Why is it that since I was a child, every Sunday evening repeatedly casts its dark pall of gloom and dread and throws me into an existential crisis and complete panic about every minute aspect of my life? The current circumstances of my life seem not to matter; it is constant experience for me. When I was growing up I could say that it was because of the torment of my school days and the inevitable dance to please and be accepted by my peers, then as a young adult, a succession of jobs which were drudgery to me except for the pay which allowed me to do something else; like go away to college or, after I married, pay the bills and eventually go back to college. Then in later adulthood I had some fulfilling but emotionally draining jobs that I dreaded going to every Monday that were undoubtedly a factor. For some years now I haven't had to work other than part time hours in the co-op gallery my husband and I are members of, and keeping up things around our house. Whether we are churched or unchurched at the time does not seem to enter into the equation. We are both people of faith, and yet, the familiar pattern repeats itself. Each weekend is heralded by Friday and endless possibilities, especially if it is a payday. Paying bills and having money left over is always cause for elation and a rosy expectant hope for the future. Saturday seems too short for all the wonderful things my husband and I could do together, including being lazy bums if we get the chance, and that carries over into Sunday, sometimes marked by a late big breakfast at home. Then late Sunday afternoon rolls around and BOOM, out of seemingly nowhere, it hits, even after the most idyllic of weekends. I've pondered it for years, but never come up with an answer. Why does life seem so much scarier before a new week starts?? There is even a song about lost love called Gloomy Sunday, written by a Hungarian songwriter in the 1930's and made famous by many world singers including the American Billie Holliday. Ironically, Hungary has a historically high suicide rate, and among the other countries that share the designation are the Baltic states. The songwriter himself jumped from a bridge in Budapest. I read that German and Swedish researchers found that the day is the least happy of the week for many people... There is that distinct feeling of unmet expectations. It is often referred to as the Sunday Blues....
════
## DIRECTIONS
Please translate this sentence from the text on Sunday dread above into Spanish: "I've pondered it for years, but never come up with an answer."

(Phrase grounding data)
════
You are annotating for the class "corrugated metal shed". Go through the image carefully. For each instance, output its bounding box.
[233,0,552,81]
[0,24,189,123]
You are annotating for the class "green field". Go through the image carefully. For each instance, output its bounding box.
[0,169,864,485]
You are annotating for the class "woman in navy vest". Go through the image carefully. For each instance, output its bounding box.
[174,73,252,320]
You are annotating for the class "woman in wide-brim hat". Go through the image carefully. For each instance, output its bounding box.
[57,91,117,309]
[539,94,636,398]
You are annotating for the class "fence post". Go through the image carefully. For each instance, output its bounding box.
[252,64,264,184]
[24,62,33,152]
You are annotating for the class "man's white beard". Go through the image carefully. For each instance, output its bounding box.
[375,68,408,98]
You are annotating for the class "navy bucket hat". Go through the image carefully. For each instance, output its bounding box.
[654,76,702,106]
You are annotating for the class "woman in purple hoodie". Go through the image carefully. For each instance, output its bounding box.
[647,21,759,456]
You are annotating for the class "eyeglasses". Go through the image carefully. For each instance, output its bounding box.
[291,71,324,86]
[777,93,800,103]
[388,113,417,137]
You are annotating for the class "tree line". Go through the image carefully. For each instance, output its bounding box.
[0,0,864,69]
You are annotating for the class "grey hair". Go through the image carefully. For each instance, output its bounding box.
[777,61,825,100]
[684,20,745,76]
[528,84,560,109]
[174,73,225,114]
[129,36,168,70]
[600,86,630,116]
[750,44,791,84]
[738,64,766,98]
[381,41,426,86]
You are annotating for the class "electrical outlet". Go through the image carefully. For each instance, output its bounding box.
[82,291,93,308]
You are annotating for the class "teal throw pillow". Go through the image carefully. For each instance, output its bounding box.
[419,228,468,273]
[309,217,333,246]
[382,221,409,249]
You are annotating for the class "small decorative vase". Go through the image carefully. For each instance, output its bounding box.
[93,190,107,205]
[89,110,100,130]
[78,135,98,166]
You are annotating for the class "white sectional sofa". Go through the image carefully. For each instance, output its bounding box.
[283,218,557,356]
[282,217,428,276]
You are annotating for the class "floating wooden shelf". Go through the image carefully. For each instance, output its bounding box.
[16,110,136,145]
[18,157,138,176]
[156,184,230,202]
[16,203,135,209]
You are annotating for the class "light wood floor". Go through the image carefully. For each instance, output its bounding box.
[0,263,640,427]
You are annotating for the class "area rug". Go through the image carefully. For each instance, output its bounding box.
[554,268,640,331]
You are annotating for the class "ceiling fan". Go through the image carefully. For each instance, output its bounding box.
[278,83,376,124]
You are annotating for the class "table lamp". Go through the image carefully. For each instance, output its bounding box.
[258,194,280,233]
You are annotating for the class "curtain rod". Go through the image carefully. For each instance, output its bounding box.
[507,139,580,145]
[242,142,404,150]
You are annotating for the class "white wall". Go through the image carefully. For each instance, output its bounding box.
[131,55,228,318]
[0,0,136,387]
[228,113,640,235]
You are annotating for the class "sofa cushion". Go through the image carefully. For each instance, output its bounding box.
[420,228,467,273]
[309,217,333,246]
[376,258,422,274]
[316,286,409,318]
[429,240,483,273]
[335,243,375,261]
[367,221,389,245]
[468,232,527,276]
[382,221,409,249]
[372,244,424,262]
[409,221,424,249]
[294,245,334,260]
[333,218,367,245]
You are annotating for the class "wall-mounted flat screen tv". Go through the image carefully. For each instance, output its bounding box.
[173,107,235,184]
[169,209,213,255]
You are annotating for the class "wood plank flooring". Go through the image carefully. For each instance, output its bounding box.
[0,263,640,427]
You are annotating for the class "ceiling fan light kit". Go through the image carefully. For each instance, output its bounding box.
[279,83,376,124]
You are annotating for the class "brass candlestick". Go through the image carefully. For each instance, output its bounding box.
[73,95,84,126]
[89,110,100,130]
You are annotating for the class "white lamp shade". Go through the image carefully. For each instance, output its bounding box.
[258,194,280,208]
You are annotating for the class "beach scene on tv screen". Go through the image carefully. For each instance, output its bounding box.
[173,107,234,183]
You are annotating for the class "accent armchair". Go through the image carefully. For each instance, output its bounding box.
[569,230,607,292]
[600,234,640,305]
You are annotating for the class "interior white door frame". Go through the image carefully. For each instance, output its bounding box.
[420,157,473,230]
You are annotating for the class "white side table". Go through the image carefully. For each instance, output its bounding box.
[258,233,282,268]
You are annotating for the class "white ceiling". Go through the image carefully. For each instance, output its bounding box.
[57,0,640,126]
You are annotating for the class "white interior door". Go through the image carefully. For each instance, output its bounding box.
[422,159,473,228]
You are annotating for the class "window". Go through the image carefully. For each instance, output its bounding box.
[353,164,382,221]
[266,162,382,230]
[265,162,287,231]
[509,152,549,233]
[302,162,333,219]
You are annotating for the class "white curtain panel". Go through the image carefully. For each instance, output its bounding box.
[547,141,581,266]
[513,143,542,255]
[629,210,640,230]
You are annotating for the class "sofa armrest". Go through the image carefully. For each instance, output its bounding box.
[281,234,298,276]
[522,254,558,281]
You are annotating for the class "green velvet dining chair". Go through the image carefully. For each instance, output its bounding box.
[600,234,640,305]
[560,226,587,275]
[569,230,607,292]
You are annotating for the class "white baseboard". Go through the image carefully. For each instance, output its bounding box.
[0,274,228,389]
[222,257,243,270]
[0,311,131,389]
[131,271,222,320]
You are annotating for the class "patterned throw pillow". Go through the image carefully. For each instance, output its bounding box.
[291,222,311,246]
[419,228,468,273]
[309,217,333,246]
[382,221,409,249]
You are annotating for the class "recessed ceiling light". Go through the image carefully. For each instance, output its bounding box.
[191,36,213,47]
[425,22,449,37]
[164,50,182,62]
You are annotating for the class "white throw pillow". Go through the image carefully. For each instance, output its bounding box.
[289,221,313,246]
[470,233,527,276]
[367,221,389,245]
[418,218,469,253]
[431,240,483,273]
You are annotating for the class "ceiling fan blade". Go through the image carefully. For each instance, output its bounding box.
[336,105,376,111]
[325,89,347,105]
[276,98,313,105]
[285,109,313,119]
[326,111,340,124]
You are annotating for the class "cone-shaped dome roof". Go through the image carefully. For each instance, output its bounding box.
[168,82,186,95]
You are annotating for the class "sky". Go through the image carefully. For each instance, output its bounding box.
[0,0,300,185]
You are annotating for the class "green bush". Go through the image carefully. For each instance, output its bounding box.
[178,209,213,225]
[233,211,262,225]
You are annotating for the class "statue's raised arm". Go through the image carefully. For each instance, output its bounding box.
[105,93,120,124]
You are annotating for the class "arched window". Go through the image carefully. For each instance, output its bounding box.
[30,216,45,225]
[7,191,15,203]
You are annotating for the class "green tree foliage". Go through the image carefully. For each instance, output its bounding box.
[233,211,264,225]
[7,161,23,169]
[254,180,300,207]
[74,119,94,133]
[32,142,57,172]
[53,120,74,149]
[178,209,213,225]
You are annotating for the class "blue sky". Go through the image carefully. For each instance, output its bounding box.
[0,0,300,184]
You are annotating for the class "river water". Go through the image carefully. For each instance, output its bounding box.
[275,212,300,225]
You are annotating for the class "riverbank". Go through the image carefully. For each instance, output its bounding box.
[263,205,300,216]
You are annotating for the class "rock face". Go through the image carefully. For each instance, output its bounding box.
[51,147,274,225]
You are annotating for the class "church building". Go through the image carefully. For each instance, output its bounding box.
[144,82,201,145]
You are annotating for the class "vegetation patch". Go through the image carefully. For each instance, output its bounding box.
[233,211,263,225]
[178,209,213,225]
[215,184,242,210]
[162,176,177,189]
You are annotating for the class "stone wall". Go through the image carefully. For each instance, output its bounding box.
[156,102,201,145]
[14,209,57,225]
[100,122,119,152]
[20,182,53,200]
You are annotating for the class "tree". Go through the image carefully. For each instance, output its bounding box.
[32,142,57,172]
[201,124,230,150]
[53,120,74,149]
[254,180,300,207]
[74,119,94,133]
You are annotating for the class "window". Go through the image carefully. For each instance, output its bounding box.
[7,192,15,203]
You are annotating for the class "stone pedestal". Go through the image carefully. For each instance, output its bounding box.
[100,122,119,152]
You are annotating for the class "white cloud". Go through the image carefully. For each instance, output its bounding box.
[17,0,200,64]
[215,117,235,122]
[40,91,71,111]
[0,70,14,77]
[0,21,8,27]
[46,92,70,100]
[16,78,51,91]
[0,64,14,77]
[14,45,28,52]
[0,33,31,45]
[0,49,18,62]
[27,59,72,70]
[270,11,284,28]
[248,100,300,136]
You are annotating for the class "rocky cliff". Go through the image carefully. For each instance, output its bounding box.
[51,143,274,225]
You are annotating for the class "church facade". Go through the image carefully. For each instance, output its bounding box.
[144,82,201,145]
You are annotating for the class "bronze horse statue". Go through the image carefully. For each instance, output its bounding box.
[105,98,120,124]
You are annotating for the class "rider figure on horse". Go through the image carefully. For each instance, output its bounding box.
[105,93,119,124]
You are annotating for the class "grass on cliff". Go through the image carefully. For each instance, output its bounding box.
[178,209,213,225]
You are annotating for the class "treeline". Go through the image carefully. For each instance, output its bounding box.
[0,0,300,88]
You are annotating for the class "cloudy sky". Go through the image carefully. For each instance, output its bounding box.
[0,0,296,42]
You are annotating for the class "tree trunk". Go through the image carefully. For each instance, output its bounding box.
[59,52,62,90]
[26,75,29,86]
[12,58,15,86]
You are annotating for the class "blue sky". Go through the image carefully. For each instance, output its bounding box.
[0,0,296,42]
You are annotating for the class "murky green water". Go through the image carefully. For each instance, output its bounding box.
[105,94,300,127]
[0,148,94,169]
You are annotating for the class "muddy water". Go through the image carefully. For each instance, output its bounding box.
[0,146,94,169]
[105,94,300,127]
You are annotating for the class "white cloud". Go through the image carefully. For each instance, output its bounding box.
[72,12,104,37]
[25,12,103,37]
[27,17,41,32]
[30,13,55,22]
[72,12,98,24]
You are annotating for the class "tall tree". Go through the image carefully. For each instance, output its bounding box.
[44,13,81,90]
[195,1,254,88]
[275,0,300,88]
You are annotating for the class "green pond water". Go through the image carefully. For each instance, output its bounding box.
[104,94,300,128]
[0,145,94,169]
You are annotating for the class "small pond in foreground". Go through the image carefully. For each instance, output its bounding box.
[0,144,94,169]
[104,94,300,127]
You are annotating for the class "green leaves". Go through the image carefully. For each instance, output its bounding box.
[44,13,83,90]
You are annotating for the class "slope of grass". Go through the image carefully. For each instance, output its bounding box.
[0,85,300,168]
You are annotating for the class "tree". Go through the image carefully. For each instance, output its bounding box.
════
## SOLVED EXERCISE
Lo he pensado durante años, pero nunca he encontrado una respuesta.